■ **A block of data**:

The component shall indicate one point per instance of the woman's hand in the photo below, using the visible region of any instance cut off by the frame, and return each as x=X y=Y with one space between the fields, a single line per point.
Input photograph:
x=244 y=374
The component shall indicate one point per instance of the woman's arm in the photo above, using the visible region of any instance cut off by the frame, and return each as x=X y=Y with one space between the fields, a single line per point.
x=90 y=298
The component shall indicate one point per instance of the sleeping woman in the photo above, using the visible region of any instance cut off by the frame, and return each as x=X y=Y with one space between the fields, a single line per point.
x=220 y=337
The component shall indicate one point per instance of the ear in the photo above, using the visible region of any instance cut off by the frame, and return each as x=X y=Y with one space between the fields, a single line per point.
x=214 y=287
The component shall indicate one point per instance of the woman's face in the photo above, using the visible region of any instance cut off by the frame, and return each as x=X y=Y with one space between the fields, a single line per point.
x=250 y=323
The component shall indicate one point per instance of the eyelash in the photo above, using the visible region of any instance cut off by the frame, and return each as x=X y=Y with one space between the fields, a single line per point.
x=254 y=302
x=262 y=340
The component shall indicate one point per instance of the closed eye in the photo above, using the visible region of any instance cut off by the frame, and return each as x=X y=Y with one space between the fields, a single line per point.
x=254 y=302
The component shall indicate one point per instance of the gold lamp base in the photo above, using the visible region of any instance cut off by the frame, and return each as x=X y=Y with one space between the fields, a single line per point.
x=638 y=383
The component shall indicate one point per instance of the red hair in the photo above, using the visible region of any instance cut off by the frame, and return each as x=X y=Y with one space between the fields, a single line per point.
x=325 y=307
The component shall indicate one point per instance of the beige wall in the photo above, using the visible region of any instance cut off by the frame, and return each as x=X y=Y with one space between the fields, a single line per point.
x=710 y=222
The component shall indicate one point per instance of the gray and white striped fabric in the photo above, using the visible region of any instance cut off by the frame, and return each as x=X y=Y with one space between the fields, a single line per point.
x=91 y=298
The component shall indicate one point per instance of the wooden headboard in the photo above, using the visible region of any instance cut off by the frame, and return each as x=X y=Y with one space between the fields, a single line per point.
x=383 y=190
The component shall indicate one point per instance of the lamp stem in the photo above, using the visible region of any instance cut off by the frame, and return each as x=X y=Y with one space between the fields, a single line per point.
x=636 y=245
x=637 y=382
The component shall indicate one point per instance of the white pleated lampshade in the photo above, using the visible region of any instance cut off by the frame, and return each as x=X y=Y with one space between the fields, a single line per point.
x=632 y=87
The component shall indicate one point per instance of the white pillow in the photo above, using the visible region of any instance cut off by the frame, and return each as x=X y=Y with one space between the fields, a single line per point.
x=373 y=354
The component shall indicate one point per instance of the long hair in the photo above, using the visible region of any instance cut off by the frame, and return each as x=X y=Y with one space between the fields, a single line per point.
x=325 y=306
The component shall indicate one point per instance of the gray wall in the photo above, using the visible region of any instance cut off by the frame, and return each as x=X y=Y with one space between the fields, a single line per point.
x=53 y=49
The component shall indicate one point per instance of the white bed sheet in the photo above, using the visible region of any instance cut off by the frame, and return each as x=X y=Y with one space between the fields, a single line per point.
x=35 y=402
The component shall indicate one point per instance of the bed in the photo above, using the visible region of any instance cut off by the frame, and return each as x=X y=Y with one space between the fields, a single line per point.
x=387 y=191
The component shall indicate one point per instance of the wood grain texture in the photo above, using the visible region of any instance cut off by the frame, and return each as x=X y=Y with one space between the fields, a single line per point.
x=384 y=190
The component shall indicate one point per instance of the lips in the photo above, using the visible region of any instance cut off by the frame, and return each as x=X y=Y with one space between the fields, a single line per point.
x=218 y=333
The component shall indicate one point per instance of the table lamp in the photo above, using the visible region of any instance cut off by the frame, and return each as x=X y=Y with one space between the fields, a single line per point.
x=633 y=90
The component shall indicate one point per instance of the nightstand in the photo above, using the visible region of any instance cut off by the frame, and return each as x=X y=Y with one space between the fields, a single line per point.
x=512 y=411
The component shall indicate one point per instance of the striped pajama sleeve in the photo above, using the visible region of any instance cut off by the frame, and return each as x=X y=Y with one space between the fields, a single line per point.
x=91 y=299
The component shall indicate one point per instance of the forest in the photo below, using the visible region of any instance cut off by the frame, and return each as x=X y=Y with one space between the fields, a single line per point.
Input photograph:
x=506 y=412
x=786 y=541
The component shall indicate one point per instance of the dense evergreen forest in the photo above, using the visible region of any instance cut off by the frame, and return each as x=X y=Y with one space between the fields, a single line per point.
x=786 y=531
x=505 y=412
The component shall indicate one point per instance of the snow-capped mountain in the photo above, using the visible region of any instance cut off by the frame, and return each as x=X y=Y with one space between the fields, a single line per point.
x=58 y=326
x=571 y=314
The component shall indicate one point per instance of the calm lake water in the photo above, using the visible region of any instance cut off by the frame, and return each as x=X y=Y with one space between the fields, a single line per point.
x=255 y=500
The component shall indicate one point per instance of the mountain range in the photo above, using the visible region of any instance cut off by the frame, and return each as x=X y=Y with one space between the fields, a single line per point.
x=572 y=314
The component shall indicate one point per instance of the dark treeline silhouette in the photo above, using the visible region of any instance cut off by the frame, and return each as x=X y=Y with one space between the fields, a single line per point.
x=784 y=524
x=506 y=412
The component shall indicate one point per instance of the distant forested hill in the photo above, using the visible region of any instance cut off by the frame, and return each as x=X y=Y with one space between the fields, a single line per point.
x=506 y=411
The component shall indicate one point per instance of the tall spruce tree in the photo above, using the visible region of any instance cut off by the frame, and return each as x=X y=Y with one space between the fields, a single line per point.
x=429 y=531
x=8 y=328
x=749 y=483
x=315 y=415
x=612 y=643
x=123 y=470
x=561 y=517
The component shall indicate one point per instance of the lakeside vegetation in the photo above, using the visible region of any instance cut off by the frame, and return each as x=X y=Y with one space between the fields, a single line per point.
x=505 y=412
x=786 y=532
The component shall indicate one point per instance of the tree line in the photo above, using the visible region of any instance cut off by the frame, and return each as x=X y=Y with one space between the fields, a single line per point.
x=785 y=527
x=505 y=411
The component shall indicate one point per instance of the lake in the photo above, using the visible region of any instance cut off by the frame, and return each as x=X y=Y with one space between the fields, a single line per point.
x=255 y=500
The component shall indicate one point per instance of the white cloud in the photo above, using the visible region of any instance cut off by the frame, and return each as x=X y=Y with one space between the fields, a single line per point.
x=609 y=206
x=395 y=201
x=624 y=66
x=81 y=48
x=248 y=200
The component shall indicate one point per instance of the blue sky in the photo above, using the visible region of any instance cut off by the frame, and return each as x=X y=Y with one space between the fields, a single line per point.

■ **Your goal**:
Copy every line verbatim.

■ **Response to the task**:
The component shall indicate one point per instance of the woman's hand in the photo below, using the visible region of any instance cut off by the frame, and return each as x=X y=Y with one space between the fields, a single line per point.
Input photograph:
x=244 y=374
The component shall indicate one point per instance of the woman's arm in the photo above, using the visible region of any instance cut off by the frame, and return each as x=X y=Y with one space between the fields, a single line per point.
x=90 y=298
The component shall indicate one point per instance of the sleeping woman in the photo above, using the visible region of any instance cut off by the frame, and return each as x=X y=Y with one space between the fields, a single line per point.
x=220 y=337
The component shall indicate one point per instance of the ear in the photo above, using the visible region of any instance cut off by the frame, and return each as x=X y=Y with one space between the fields, a single line per point.
x=214 y=287
The component shall indicate one point per instance of the woman's face in the photo above, using the visible region of any instance cut off by the frame, and return each as x=X y=Y with one space between the fields, a single line per point.
x=250 y=323
The component shall indicate one point per instance of the eyelash in the photo above, using the visible region of any instance cut off by the frame, and return each as x=X y=Y with one space between the fields, a single line per point.
x=254 y=302
x=262 y=340
The component shall indicate one point per instance of the closed eye in the photo above, using the visible region of any instance cut off by the frame, and return each as x=X y=Y with one space between the fields, a single line per point.
x=254 y=302
The component shall indicate one point per instance of the gold lamp base in the photo above, using the visible region of any instance cut off by the frame, and return each as x=X y=Y with one space between the fields, a single line per point.
x=638 y=383
The component shall indicate one point per instance of the red hair in the photo above, using the visible region of any instance cut off by the frame, and return each as x=X y=Y with one space between the fields, a single line per point.
x=325 y=307
The component shall indicate one point per instance of the beige wall in the photo above, using the visible region of any instance cut off by the frame, and return each as x=X y=Y with one space between the fields, a single line per point.
x=710 y=222
The component shall indicate one point per instance of the gray and white striped fabric in the photo above, using the visible region of any instance cut off by the frame, and return each as x=X y=Y with one space between the fields, a single line per point.
x=91 y=298
The component shall indicate one point per instance of the wooden headboard in the photo above, using the visible region of any instance cut off by the frame, and return each as x=X y=Y with one space between the fields, a single line per point.
x=383 y=190
The component shall indicate one point per instance of the lamp stem in the photo above, using the visible region of any instance cut off by the frame, and return each as x=X y=Y with one space between the fields, a single line per point.
x=636 y=245
x=637 y=382
The component shall indicate one point per instance of the white pleated lampshade in the photo above, using the visible region of any instance cut off by the frame, and return each as x=X y=Y with one space between the fields, a single line per point.
x=632 y=87
The component shall indicate one point per instance of the white pillow in the photo above, using the visible region of any instance cut off by the frame, and return each as x=X y=Y with one space between the fields, a single line per point.
x=373 y=354
The component shall indicate one point per instance of the long hair in the photo above, using the visible region of any instance cut off by the frame, and return each as x=X y=Y with one space between the fields, a single line per point.
x=325 y=306
The component shall indicate one point per instance of the gray wall in the photo above, using the visible region of any instance cut off by the frame, and return each as x=X y=Y with one space between the fields, a single line per point.
x=53 y=49
The component shall indicate one point per instance of the white bed sheet in the photo above, using the visible region of any instance cut off by the frame, and return each as x=X y=Y with one space between the fields, a single line per point.
x=35 y=402
The component shall indicate one point per instance of the bed in the photo above, using the visible region of any instance cut off by the frame, and return each as x=X y=Y with one space between the fields, a single line per point.
x=387 y=191
The component shall indicate one point per instance of the wood grain texture in the photo above, using the visible region of any instance cut off by the frame, and return each as x=X y=Y with one space between the fields, a single line per point.
x=384 y=190
The component shall indicate one point per instance of the lips in the photo above, using the visible region of any instance cut off by the frame, and return each as x=X y=Y with one space between the fields, a single line per point.
x=218 y=333
The component shall indicate one point per instance of the table lamp in the photo above, using the visible region of any instance cut off by the frame, and return each as x=X y=Y with one space between the fields, a single line per point.
x=633 y=90
The component shall indicate one point per instance of the nightstand in the photo above, using the visible region of any instance cut off by the frame, and return each as x=X y=Y with one space between the fields, a single line per point.
x=512 y=411
The component shall indicate one point per instance of the striped pajama sleeve in the photo above, using the visible region of any instance cut off by the frame, and return each as x=X y=Y with one space between the fields, a single line per point.
x=91 y=299
The component shall indicate one point per instance of the forest in the photo below, using the visible region of any instance cut off by the frame, and return each as x=X y=Y with one space between the fields, a single line per point.
Input photograph:
x=506 y=412
x=786 y=541
The component shall indicate one point per instance of the dense evergreen forest in the photo above, using the visible region of any instance cut off by the frame, and return each as x=X y=Y with one space between the fields, a single line per point.
x=786 y=531
x=505 y=412
The component shall indicate one point per instance of the snow-capped mountain in the photo above, using the visible region of any instance cut off by the frame, and return each as x=X y=Y with one space between the fields, a single line per point.
x=58 y=326
x=571 y=314
The component shall indicate one point per instance of the calm lake water in the photo above, using the visible region of any instance cut off by the frame, and return each as x=X y=Y with one space between the fields, a single line per point.
x=255 y=500
The component shall indicate one point per instance of the mountain range in the photo above, using the visible region of any instance cut off by the frame, and return each as x=X y=Y with one space between the fields, a single line per point.
x=572 y=314
The component shall indicate one point per instance of the dark treeline silhouette in the photo above, using the visible region of any instance cut off by the frame, and return each as x=X y=Y with one space between the fields, a single line per point.
x=784 y=524
x=506 y=412
The component shall indicate one point per instance of the distant forested hill in the photo above, using the visible region of any instance cut off by the frame, and return each as x=X y=Y with one space between the fields, a single line per point.
x=506 y=411
The component shall indicate one point per instance of the tall spruce tree in the photo above, using the visible region of any instance cut off by the frame, and return each as x=X y=Y with one space between the fields, a single line per point.
x=429 y=531
x=8 y=328
x=749 y=483
x=315 y=415
x=612 y=643
x=123 y=470
x=561 y=517
The component shall indicate one point per instance of the lakeside vegetation in the photo above, using the visible region of any instance cut off by the frame, and return each as x=X y=Y with one space between the fields, a single line per point.
x=505 y=412
x=786 y=532
The component shall indicate one point per instance of the tree line in the photo above, using the visible region of any instance cut off by the frame, and return each as x=X y=Y with one space between the fields, a single line per point.
x=785 y=527
x=505 y=411
The component shall indicate one point per instance of the lake in the photo above, using the visible region of any instance cut off by the frame, and return each as x=X y=Y with one space between the fields, a single line per point.
x=255 y=500
The component shall indicate one point per instance of the white cloud in the photo above, using the visible region of any instance cut off by the frame, and return each as x=X y=Y with one space between the fields, a single line per point.
x=609 y=206
x=395 y=201
x=624 y=66
x=81 y=48
x=248 y=200
The component shall indicate one point per instance of the blue sky in the photo above, using the visible region of any instance cut off by the frame, and return each as x=X y=Y with one space between the fields, a single line per point.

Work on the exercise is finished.